[Entries from an annotation dataset]
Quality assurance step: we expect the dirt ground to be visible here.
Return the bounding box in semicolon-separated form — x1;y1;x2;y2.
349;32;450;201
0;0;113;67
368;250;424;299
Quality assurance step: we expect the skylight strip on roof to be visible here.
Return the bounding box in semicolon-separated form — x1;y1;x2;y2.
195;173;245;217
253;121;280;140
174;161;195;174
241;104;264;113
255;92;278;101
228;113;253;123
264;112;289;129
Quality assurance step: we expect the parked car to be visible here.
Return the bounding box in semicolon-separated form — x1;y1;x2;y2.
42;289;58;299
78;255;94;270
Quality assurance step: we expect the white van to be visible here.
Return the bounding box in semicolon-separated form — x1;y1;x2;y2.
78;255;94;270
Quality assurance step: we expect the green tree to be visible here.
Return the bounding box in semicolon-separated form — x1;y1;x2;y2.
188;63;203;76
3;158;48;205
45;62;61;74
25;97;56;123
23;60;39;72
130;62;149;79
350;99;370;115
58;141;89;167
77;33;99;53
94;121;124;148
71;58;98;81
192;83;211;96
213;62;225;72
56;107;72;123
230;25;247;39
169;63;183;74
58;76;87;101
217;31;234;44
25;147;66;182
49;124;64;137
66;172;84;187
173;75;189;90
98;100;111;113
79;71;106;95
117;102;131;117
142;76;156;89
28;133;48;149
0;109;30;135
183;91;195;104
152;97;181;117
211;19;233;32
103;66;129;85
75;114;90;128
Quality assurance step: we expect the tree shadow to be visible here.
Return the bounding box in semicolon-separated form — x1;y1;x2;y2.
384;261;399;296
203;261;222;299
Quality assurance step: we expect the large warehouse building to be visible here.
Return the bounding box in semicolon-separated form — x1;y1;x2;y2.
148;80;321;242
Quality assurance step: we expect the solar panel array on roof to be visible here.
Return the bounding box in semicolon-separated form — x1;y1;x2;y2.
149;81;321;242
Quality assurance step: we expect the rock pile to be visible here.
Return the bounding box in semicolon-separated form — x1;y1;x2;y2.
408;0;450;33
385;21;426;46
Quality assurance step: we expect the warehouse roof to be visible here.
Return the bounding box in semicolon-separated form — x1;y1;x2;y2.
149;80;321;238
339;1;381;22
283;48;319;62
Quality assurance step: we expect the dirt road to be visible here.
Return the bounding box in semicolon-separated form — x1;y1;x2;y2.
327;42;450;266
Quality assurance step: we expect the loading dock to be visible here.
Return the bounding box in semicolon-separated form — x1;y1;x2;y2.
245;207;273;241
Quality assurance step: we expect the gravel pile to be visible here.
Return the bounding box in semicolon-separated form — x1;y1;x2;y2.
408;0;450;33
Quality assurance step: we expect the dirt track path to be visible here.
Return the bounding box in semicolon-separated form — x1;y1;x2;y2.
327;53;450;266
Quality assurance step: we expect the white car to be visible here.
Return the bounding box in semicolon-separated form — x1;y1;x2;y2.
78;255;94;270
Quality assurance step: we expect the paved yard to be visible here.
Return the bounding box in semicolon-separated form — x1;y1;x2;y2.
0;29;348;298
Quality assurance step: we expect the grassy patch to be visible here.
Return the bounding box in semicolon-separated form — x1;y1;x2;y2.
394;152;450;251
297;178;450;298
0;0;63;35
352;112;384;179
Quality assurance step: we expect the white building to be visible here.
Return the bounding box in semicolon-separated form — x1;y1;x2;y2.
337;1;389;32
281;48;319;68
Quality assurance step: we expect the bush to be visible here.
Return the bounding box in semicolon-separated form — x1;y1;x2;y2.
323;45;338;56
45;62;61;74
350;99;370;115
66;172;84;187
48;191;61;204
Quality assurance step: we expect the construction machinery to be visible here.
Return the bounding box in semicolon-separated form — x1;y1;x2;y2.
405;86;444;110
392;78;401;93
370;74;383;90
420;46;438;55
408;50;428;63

▶ What needs to be done
Put these records into a Markdown table with the columns n and Line, numbering each line in order and leaving out blank lines.

▶ Result of this exercise
| n | Line |
|---|---|
| 1 | Quality assurance step: we expect the dirt ground to be visible here. |
| 2 | Return the bounding box in semicolon-separated form — x1;y1;x2;y2. |
| 3 | 349;32;450;201 |
| 4 | 0;0;113;67 |
| 5 | 368;250;424;299 |
| 6 | Quality assurance step: we expect the skylight strip on roof to be visible here. |
| 7 | Return the bounding box in semicolon-separated form — x1;y1;x2;y2. |
| 8 | 195;173;245;217 |
| 9 | 253;121;280;140 |
| 10 | 174;161;195;174 |
| 11 | 241;104;264;113 |
| 12 | 255;92;278;101 |
| 13 | 228;113;253;123 |
| 14 | 264;112;289;129 |
| 15 | Quality assurance step: we expect the parked car to be visible here. |
| 16 | Return the bounding box in semicolon-separated form — x1;y1;x2;y2. |
| 17 | 42;289;58;299 |
| 18 | 78;255;94;270 |
| 19 | Quality assurance step: we expect the white van to be visible here. |
| 20 | Return the bounding box in semicolon-separated form — x1;y1;x2;y2. |
| 21 | 78;255;94;270 |
| 22 | Quality assurance step: we expect the green tree to be visible here. |
| 23 | Return the bounding box in semicolon-separated form — x1;y1;x2;y2. |
| 24 | 188;63;203;76 |
| 25 | 3;158;48;205 |
| 26 | 45;62;61;74 |
| 27 | 25;97;56;123 |
| 28 | 23;60;39;72 |
| 29 | 130;62;149;79 |
| 30 | 350;99;370;115 |
| 31 | 58;141;89;167 |
| 32 | 77;33;99;53 |
| 33 | 94;121;124;148 |
| 34 | 71;58;98;81 |
| 35 | 192;83;211;96 |
| 36 | 213;62;225;72 |
| 37 | 56;107;72;123 |
| 38 | 230;25;247;39 |
| 39 | 169;63;183;74 |
| 40 | 58;76;87;101 |
| 41 | 217;31;234;44 |
| 42 | 25;147;66;182 |
| 43 | 49;124;64;137 |
| 44 | 66;172;84;187 |
| 45 | 173;75;189;90 |
| 46 | 98;100;111;113 |
| 47 | 79;71;106;95 |
| 48 | 117;102;131;117 |
| 49 | 142;76;156;89 |
| 50 | 28;133;48;149 |
| 51 | 0;109;30;135 |
| 52 | 183;91;195;104 |
| 53 | 152;97;181;117 |
| 54 | 211;19;233;32 |
| 55 | 103;66;129;85 |
| 56 | 75;114;90;128 |
| 57 | Quality assurance step: we expect the tree shadow to be visible here. |
| 58 | Return the bounding box in semicolon-separated form — x1;y1;x2;y2. |
| 59 | 384;261;399;296 |
| 60 | 203;261;222;299 |
| 61 | Quality assurance step: we expect the large warehouse building to be visible here. |
| 62 | Return the bounding box in semicolon-separated form — x1;y1;x2;y2. |
| 63 | 148;80;321;242 |
| 64 | Quality assurance step: we expect the solar panel array on roof to be visible here. |
| 65 | Return the bounding box in semicolon-separated form — x1;y1;x2;y2. |
| 66 | 149;81;321;242 |
| 67 | Quality assurance step: we expect the rock pile to be visible here. |
| 68 | Return the bounding box in semicolon-separated form — x1;y1;x2;y2. |
| 69 | 408;0;450;33 |
| 70 | 385;21;426;46 |
| 71 | Quality assurance step: we expect the warehouse roof to be visible here. |
| 72 | Return the bounding box in semicolon-separated form — x1;y1;x2;y2. |
| 73 | 149;80;321;238 |
| 74 | 339;1;381;22 |
| 75 | 283;48;319;62 |
| 76 | Quality assurance step: we expect the dirt road to be visible here. |
| 77 | Return the bounding box in semicolon-separated form — x1;y1;x2;y2. |
| 78 | 327;42;450;266 |
| 79 | Quality assurance step: we expect the loading dock to be visible here. |
| 80 | Return the bounding box in semicolon-separated form — x1;y1;x2;y2. |
| 81 | 245;207;273;241 |
| 82 | Quality assurance step: we expect the gravel pile to be visible here. |
| 83 | Return the bounding box in semicolon-separated form — x1;y1;x2;y2. |
| 84 | 408;0;450;33 |
| 85 | Quality assurance step: we expect the dirt track path to be visible here. |
| 86 | Return the bounding box in semicolon-separated form — x1;y1;x2;y2. |
| 87 | 327;53;450;266 |
| 88 | Quality assurance step: we expect the white car to be visible here. |
| 89 | Return the bounding box in semicolon-separated form — x1;y1;x2;y2. |
| 90 | 78;255;94;270 |
| 91 | Quality assurance step: we expect the paved yard to be visible here. |
| 92 | Return the bounding box in semicolon-separated form — x1;y1;x2;y2. |
| 93 | 0;29;348;298 |
| 94 | Quality assurance step: we expect the grassy patch to be visible here. |
| 95 | Return the bounding box in semicolon-separated form — x1;y1;x2;y2. |
| 96 | 394;152;450;251 |
| 97 | 297;178;450;298 |
| 98 | 0;0;63;35 |
| 99 | 352;112;384;179 |
| 100 | Quality assurance step: we expect the white building to be visible here. |
| 101 | Return the bounding box in semicolon-separated form — x1;y1;x2;y2. |
| 102 | 337;1;389;32 |
| 103 | 281;48;319;68 |
| 104 | Quality assurance step: we expect the bush to be visible here. |
| 105 | Return the bounding box in semicolon-separated form — x1;y1;x2;y2. |
| 106 | 323;45;338;56 |
| 107 | 45;62;61;74 |
| 108 | 350;99;370;115 |
| 109 | 66;172;84;187 |
| 110 | 48;191;61;204 |
| 111 | Quality assurance step: we expect the construction machinery to be visible here. |
| 112 | Return the bounding box in semicolon-separated form — x1;y1;x2;y2. |
| 113 | 405;86;444;110 |
| 114 | 392;78;401;93 |
| 115 | 370;74;383;90 |
| 116 | 420;46;438;55 |
| 117 | 408;50;428;63 |